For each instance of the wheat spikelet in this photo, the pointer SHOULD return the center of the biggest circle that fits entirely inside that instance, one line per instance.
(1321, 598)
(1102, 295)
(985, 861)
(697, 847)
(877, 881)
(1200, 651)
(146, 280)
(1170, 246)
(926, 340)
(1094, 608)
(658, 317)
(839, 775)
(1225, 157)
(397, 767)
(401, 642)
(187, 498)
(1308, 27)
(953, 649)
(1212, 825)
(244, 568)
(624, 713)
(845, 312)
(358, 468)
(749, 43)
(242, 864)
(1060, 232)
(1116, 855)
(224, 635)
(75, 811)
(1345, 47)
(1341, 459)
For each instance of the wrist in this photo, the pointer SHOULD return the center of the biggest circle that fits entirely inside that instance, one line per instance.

==

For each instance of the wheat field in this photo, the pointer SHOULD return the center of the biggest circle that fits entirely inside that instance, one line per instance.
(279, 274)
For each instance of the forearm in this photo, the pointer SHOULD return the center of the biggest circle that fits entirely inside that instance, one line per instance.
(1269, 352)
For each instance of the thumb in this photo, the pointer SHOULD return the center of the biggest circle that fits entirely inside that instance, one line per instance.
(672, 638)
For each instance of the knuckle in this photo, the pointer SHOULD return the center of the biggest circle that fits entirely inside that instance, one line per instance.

---

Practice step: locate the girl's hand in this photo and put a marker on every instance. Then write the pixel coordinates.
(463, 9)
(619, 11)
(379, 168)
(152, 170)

Exercise requirements >>
In the listing above, find the line with "For each instance of the thumb" and the line with "For each instance of the knuckle". Output those two lines and every line between them, exactly as written.

Solution to this task >>
For each instance of the thumb in this photo, the pointer SHOULD return the center of the biggest circle that fits entirely inside that instance, one line per instance.
(672, 638)
For each instance of the knuckle in this photo, the pointer SHOULD return the center of the biggest circle that fits entirely inside that instance, one line per instance.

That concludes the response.